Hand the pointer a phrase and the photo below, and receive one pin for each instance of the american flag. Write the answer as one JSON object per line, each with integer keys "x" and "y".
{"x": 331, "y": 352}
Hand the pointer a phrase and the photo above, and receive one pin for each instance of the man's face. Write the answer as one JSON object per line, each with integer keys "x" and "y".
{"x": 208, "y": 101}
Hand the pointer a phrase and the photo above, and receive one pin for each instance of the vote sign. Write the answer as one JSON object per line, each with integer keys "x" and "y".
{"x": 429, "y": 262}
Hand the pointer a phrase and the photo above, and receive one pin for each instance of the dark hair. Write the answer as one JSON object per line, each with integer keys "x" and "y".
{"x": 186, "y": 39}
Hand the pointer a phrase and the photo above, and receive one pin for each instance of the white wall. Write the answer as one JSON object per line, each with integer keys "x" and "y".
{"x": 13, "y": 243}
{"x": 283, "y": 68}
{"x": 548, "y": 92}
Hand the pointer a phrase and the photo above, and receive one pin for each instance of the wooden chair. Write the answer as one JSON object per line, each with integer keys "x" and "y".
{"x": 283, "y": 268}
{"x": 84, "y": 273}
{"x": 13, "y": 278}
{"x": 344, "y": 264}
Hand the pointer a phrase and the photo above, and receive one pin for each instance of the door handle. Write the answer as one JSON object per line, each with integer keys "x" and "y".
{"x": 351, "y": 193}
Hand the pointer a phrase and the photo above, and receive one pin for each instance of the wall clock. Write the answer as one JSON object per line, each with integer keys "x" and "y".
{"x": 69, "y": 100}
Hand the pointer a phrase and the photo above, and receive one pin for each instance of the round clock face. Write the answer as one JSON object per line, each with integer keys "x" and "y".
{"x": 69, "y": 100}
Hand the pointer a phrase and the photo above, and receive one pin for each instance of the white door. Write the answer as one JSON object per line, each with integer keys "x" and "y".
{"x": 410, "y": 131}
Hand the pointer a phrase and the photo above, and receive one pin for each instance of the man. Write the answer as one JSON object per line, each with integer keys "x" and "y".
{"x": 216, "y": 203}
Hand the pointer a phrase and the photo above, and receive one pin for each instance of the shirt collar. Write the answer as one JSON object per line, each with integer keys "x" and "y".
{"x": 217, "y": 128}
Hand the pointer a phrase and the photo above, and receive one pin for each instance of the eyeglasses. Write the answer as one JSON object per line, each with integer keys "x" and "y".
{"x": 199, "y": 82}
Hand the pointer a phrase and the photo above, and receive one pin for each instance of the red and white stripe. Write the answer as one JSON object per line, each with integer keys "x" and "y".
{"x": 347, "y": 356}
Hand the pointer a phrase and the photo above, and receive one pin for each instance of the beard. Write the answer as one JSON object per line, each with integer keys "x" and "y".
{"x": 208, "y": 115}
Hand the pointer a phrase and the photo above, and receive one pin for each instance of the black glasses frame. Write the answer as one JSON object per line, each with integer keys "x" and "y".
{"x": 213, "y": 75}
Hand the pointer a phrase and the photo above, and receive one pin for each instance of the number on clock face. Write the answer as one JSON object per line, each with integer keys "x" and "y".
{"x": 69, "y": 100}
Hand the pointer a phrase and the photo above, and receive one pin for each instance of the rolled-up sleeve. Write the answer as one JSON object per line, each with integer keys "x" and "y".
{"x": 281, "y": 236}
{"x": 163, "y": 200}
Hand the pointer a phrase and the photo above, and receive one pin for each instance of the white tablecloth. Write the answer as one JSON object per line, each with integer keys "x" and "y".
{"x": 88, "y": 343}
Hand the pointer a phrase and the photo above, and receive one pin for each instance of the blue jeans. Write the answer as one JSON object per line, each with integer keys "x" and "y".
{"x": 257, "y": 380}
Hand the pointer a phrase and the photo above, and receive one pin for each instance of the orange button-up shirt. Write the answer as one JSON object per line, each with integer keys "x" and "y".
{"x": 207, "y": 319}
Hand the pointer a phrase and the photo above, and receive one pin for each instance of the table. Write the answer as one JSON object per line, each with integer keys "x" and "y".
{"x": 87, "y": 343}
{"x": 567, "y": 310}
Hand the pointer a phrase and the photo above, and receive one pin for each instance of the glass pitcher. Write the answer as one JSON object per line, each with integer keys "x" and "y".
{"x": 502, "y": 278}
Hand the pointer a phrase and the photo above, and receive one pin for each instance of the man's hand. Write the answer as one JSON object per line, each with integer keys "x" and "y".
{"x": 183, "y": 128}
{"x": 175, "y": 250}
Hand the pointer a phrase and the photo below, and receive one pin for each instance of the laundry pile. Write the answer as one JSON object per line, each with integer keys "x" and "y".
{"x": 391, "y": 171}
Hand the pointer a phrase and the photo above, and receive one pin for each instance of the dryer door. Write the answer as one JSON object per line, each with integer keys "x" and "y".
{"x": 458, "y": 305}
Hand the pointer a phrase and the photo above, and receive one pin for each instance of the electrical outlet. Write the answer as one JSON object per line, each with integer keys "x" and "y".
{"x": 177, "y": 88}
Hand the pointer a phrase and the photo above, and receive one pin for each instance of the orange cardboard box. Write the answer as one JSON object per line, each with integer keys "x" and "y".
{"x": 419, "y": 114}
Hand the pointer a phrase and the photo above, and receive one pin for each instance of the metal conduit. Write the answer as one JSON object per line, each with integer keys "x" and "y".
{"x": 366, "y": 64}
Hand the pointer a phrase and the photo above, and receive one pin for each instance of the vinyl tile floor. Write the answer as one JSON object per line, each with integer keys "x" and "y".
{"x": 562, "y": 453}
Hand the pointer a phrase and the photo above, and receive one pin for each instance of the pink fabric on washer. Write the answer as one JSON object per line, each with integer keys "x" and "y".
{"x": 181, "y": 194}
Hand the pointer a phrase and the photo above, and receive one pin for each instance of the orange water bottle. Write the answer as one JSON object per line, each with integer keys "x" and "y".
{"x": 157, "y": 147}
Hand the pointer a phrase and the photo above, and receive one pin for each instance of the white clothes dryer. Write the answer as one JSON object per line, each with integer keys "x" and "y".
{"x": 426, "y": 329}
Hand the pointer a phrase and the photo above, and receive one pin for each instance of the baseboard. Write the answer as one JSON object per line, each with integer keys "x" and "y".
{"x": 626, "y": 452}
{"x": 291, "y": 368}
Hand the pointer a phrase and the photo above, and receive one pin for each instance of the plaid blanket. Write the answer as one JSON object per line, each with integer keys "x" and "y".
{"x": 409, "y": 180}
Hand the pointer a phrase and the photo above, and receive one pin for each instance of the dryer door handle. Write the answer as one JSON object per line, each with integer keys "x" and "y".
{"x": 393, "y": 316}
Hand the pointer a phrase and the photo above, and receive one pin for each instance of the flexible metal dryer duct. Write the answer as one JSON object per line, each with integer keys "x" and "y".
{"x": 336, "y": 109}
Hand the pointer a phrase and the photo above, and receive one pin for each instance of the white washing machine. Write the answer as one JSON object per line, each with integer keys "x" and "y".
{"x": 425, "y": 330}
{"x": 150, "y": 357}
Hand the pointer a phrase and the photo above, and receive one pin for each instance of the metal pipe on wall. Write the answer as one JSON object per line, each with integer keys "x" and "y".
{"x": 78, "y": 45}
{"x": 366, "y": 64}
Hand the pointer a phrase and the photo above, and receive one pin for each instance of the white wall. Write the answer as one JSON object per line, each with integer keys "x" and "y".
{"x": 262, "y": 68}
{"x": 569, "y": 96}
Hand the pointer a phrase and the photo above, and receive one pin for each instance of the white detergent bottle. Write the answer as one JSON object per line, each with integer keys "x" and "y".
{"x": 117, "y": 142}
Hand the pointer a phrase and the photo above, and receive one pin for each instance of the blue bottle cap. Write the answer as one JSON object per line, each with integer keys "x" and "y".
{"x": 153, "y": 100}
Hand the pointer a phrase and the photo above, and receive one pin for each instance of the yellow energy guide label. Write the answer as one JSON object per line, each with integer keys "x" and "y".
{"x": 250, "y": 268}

**********

Task to complete:
Recopy the entries above exactly, with every line included.

Reply to the task:
Hand the pointer a phrase and the photo below, and receive one pin for each instance of the american flag. Write the answer as one JSON object per line, each with integer keys "x" and "y".
{"x": 331, "y": 352}
Hand the pointer a phrase and the photo above, and receive one pin for each instance of the man's face. Write the answer as one JSON object per line, each with integer keys "x" and "y".
{"x": 208, "y": 101}
Hand the pointer a phrase and the photo above, and receive one pin for each instance of the vote sign. Write the answer as one JSON object per line, each with integer keys "x" and "y".
{"x": 429, "y": 262}
Hand the pointer a phrase and the photo above, and receive one pin for each instance of the dark hair. Write the answer as one JSON object per line, each with integer keys "x" and "y".
{"x": 186, "y": 39}
Hand the pointer a phrase and the photo above, and receive one pin for each instance of the white wall. Write the answer as one JSON object per line, each with integer keys "x" and "y".
{"x": 13, "y": 243}
{"x": 283, "y": 68}
{"x": 548, "y": 92}
Hand the pointer a phrase and the photo above, and receive one pin for each instance of the wooden chair. Write the answer as one JSON object per line, each with integer keys "x" and "y".
{"x": 283, "y": 268}
{"x": 84, "y": 273}
{"x": 13, "y": 278}
{"x": 344, "y": 264}
Hand the pointer a phrase and the photo above, and receive one pin for each instance of the door handle. Write the answer as one JSON object per line, each with integer keys "x" and "y".
{"x": 351, "y": 193}
Hand the pointer a phrase and the photo above, and receive one pin for each instance of the wall clock. Write the answer as one JSON object per line, each with integer keys "x" and "y".
{"x": 69, "y": 100}
Hand the pointer a phrase and the photo above, and receive one pin for each instance of the round clock face. Write the answer as one JSON object per line, each with integer keys "x" and "y".
{"x": 69, "y": 100}
Hand the pointer a phrase and the photo above, and receive one pin for each instance of the white door. Write the answer as one JSON object per line, each with integer keys "x" and "y".
{"x": 410, "y": 131}
Hand the pointer a phrase and the photo above, and receive one pin for each instance of the man. Write the answer as one JSON object per line, each with integer keys "x" and "y".
{"x": 216, "y": 203}
Hand the pointer a phrase and the photo above, and receive one pin for each instance of the shirt collar. Write the answer as one JSON object per line, each with integer keys "x" and "y".
{"x": 217, "y": 128}
Hand the pointer a phrase and the photo above, and receive one pin for each instance of the eyeglasses. Write the answer as one JSON object per line, each with integer keys "x" and "y".
{"x": 199, "y": 82}
Hand the pointer a phrase and the photo above, and receive one pin for each instance of the red and white stripe. Write the answer as one JSON object per line, each with integer keys "x" and "y".
{"x": 347, "y": 356}
Hand the pointer a phrase and the photo above, and receive one pin for each instance of the beard. Write the answer as one JSON object per line, each with integer keys "x" and "y".
{"x": 208, "y": 115}
Hand the pointer a phrase and the photo above, and receive one pin for each instance of the black glasses frame. Write the answer as one JSON object per line, each with integer keys "x" and "y".
{"x": 213, "y": 75}
Hand the pointer a phrase and the photo above, and receive one pin for each instance of the number on clock face. Write the answer as one JSON object per line, each with integer keys "x" and "y".
{"x": 69, "y": 100}
Hand the pointer a phrase and the photo above, and receive one pin for each instance of the rolled-up sleeve. Write the answer as one JSON object per line, each with integer keys "x" and "y".
{"x": 281, "y": 236}
{"x": 163, "y": 200}
Hand the pointer a phrase and the photo above, and receive one pin for each instance of the white tablecloth. Write the answer as one JSON object per line, each with integer keys "x" and "y".
{"x": 88, "y": 343}
Hand the pointer a phrase and the photo above, and receive one pin for each instance of the blue jeans. Write the answer as one JSON object per line, each with integer keys "x" and "y".
{"x": 257, "y": 380}
Hand the pointer a phrase and the photo above, and receive one pin for each instance of the orange button-up shirt. Write the answer as one JSON object per line, each with integer keys "x" and "y".
{"x": 207, "y": 319}
Hand the pointer a phrase and the photo above, and receive one pin for each instance of the table. Write the answer as one JSON object per line, each with integer keys "x" and "y".
{"x": 87, "y": 343}
{"x": 567, "y": 310}
Hand the pointer a phrase and the photo above, and receive one pin for each instance of the glass pitcher. Write the answer as one JSON object per line, each with integer keys "x" and "y".
{"x": 502, "y": 278}
Hand the pointer a phrase and the photo above, and receive one pin for each instance of the man's hand. Write the answer as one JSON object per line, each with integer keys "x" and "y".
{"x": 183, "y": 128}
{"x": 175, "y": 250}
Hand the pointer a phrase and the photo below, and receive one pin for each instance of the laundry pile. Write the answer as one JSON object per line, each with integer keys "x" and "y".
{"x": 391, "y": 171}
Hand the pointer a phrase and the photo above, and receive one pin for each instance of the dryer door. Write the answer as one JSON object per line, each with integer keys "x" and "y".
{"x": 458, "y": 305}
Hand the pointer a phrase and the photo above, and receive one pin for each instance of the electrical outlet. Write the answer as one JSON object per line, each with integer keys "x" and "y".
{"x": 177, "y": 88}
Hand the pointer a phrase and the photo above, and receive one pin for each instance of the orange cardboard box. Write the answer as one JSON object per line, each with integer keys "x" and "y".
{"x": 419, "y": 114}
Hand the pointer a phrase and the photo above, and receive one pin for each instance of the metal conduit. Write the answer as one JSON object per line, each with integer keys "x" and "y".
{"x": 366, "y": 64}
Hand the pointer a phrase and the photo above, and receive one pin for each instance of the vinyl tile floor. Write the answer as one JSON object per line, each with integer keys "x" and "y".
{"x": 562, "y": 453}
Hand the pointer a phrase and the photo above, and receive one pin for each instance of the pink fabric on washer. Write the answer as one JSON object per line, each with integer keys "x" and "y".
{"x": 181, "y": 194}
Hand the pointer a phrase and the photo above, and receive one pin for each instance of the orange water bottle. Write the answer as one JSON object per line, each with integer keys "x" and "y".
{"x": 157, "y": 147}
Hand the pointer a phrase and the photo above, and receive one pin for each instance of the white clothes dryer. Write the answer as one JSON object per line, each with integer keys "x" and "y".
{"x": 426, "y": 329}
Hand the pointer a phrase and the photo above, and receive one pin for each instance of the baseboard. Write the answer as one JSON object per line, each with integer keys "x" and "y".
{"x": 626, "y": 452}
{"x": 291, "y": 368}
Hand the pointer a phrase and the photo above, and receive one pin for each instance of the plaid blanket. Write the answer as one JSON object per line, each with integer keys "x" and "y".
{"x": 409, "y": 180}
Hand the pointer a phrase and the photo above, and receive one pin for each instance of the dryer door handle. Write the answer as one JSON object per line, each with integer keys "x" and "y".
{"x": 393, "y": 316}
Hand the pointer a phrase and the photo above, and receive one pin for each instance of the flexible metal dryer duct. Write the answer as one JSON object per line, each with integer keys "x" and "y".
{"x": 336, "y": 109}
Hand the pointer a phrase and the photo above, and receive one pin for each instance of the white washing machine. Write the answer as one JSON object per line, each with integer keys "x" and "y".
{"x": 425, "y": 330}
{"x": 150, "y": 357}
Hand the pointer a phrase and the photo above, and receive one pin for each instance of the metal pipe on wall. Write the answer as one JSON object per line, each with integer keys "x" and "y".
{"x": 78, "y": 45}
{"x": 366, "y": 64}
Hand the pointer a phrase and the photo above, and receive one pin for each instance of the white wall. Write the answer as one JSON object per line, each with integer keys "x" and "y".
{"x": 262, "y": 68}
{"x": 569, "y": 96}
Hand the pointer a phrase and the photo above, and receive one pin for each instance of the white detergent bottle. Write the answer as one JSON object per line, each with integer keys "x" and "y".
{"x": 117, "y": 142}
Hand the pointer a phrase and the photo above, and receive one pin for each instance of the blue bottle cap. Write the answer as one JSON object per line, each with integer keys "x" and "y".
{"x": 153, "y": 100}
Hand the pointer a phrase and the photo above, and receive one pin for each instance of the yellow energy guide label. Write the answer as one JSON object per line, each with integer keys "x" and "y".
{"x": 250, "y": 268}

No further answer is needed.